● **Pointing items**:
________________________________________

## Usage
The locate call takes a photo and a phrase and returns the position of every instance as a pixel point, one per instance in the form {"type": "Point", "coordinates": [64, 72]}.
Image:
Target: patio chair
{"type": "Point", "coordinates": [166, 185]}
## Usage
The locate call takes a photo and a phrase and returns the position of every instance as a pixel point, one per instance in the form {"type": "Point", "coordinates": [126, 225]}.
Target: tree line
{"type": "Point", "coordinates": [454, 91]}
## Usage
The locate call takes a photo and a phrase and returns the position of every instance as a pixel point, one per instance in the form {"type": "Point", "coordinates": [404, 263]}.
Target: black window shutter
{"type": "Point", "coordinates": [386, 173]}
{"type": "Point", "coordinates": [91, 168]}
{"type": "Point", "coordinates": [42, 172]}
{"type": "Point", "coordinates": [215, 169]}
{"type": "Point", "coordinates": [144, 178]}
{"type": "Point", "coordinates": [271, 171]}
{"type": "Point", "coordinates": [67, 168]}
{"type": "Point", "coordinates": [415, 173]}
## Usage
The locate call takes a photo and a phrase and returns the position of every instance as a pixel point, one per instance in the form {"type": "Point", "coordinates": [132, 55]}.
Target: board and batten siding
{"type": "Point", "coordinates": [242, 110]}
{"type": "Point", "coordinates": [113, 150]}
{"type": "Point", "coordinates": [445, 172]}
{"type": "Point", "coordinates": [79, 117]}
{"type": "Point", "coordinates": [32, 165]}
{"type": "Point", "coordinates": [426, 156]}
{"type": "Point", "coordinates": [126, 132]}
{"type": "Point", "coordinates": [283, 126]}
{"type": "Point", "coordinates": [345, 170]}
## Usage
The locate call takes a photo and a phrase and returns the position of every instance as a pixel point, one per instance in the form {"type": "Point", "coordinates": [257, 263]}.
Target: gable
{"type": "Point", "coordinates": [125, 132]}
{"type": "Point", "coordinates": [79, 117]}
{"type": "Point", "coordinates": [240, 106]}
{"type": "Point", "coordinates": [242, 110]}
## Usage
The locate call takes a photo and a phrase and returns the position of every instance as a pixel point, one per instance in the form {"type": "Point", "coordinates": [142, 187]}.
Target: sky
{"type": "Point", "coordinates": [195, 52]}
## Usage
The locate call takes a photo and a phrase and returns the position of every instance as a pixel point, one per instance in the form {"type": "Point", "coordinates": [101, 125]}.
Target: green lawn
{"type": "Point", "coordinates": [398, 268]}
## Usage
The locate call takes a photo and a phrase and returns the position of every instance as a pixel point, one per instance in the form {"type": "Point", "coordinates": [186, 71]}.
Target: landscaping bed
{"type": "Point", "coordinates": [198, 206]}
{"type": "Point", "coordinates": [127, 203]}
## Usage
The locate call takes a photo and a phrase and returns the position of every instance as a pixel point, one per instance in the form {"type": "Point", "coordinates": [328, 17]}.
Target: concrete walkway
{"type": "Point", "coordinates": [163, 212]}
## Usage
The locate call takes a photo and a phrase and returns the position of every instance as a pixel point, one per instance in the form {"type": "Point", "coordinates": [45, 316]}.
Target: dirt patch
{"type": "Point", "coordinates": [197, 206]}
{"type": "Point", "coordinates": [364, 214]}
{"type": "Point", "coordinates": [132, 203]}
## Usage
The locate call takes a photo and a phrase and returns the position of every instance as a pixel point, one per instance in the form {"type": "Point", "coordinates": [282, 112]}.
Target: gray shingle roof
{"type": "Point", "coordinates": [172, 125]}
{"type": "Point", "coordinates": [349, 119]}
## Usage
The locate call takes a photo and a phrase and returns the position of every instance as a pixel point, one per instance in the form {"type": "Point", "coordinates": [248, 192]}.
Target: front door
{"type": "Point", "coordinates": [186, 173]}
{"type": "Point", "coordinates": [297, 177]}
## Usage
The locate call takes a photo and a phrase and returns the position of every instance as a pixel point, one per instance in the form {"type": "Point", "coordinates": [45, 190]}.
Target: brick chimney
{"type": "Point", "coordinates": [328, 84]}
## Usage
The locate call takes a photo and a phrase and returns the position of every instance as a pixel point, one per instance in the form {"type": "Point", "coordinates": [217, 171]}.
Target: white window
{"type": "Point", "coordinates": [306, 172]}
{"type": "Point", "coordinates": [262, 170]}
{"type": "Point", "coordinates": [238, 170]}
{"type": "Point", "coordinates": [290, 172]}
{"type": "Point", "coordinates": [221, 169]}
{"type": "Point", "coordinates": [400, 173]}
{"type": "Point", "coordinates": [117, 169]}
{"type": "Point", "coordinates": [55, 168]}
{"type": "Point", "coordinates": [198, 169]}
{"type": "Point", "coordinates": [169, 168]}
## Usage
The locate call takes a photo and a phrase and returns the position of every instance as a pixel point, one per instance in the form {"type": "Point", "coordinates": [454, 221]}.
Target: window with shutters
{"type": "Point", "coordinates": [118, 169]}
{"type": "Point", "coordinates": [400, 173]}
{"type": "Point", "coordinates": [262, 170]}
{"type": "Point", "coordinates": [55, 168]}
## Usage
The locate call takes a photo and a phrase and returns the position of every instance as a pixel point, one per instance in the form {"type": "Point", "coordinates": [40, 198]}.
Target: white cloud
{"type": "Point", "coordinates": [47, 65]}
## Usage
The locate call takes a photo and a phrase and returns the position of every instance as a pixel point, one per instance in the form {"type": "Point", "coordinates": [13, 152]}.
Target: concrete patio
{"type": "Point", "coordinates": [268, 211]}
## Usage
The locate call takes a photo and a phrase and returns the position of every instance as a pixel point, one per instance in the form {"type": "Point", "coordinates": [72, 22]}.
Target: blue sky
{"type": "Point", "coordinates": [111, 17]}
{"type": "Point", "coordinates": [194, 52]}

________________________________________

● **REQUIRED WORK**: Locate each line in the items above that contains the word "patio", and copy every such line.

● **ANSWER BELOW**:
Target: patio chair
Target: concrete patio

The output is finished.